SOURCE EXTRACT:
----
Can Gas Hydrates Be Produced with Conventional Hydrocarbon Production Technologies?

Published
American Association of Petroleum Geologists (AAPG)
Map of past scientific and industry drilling activities conducted by countries, private sector companies, government agencies, and academic institutions that have helped to refine global gas hydrate resource estimates and characterize the energy resource potential of gas hydrates.
Map of past scientific and industry drilling activities conducted by countries, private sector companies, government agencies, and academic institutions that have helped to refine global gas hydrate resource estimates and characterize the energy resource potential of gas hydrates.

Gas hydrate field production tests, laboratory studies, and computer modeling have documented the fact that gas hydrates hosted in sand-rich, conventional reservoirs systems, can occur at high concentrations and can be produced with conventional hydrocarbon production technologies.

Initially, gas hydrate production studies focused on well-known gas hydrate accumulations in onshore Arctic permafrost environments. The Mallik site, in the outer Mackenzie River Delta of northern Canada, and the Eileen/Tarn Gas Hydrate Accumulations on the Alaska North Slope have each been the focus of several important field production tests.

In 2013, the government of Japan reached an important milestone by undertaking the first test of a marine gas hydrate accumulation in the Nankai Trough located along the southeastern margin of Japan.
----
EXTRACTED DATA:
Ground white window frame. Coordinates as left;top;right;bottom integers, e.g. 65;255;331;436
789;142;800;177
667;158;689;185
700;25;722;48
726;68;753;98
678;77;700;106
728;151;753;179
----
DIRECTIONS:
1. Convert the records into a two-column CSV with the headers "instruction" and "boxes", one row per record. Put each record's request and its answer in a single quoted field, replacing line breaks with spaces.
2. Carry on the gas hydrate production article from its last sentence.
The gas hydrate article and the records are independent of each other.

ANSWERS TO THE PROBLEMS:
1.
instruction,boxes
"Ground white window frame. Coordinates as left;top;right;bottom integers, e.g. 65;255;331;436","789;142;800;177 667;158;689;185 700;25;722;48 726;68;753;98 678;77;700;106 728;151;753;179"

2.
Timeline of past scientific and industry drilling activities conducted by countries, private sector companies, government agencies, and academic institutions that have helped to refine global gas hydrate resource estimates and characterize the energy resource potential of gas hydrates. Circles indicate geoscience focused projects and squares indicate production testing projects.
Timeline of past scientific and industry drilling activities conducted by countries, private sector companies, government agencies, and academic institutions that have helped to refine global gas hydrate resource estimates and characterize the energy resource potential of gas hydrates. Circles indicate geoscience focused projects and squares indicate production testing projects.

In 2017, a second gas hydrate production test was conducted in the Nankai Trough to evaluate various completion and production systems. Also in 2017, the Government of China completed the first production test of a marine gas hydrate accumulation in the South China Sea. The completed Arctic permafrost and deep marine gas hydrate production tests have confirmed that gas hydrate can be produced by simply depressurizing the hydrate-bearing reservoir; thus, allowing the gas released from the solid hydrate structure to be produced to the surface much like gas from conventional reservoirs.

Additional gas hydrate production testing has been proposed and is being planned for offshore China, Japan, and India. Also, the initial phases of a new gas hydrate testing project located on the Alaska North Slope was started in late 2018 and is scheduled to include extended production testing operations (https://www.netl.doe.gov/node/8020).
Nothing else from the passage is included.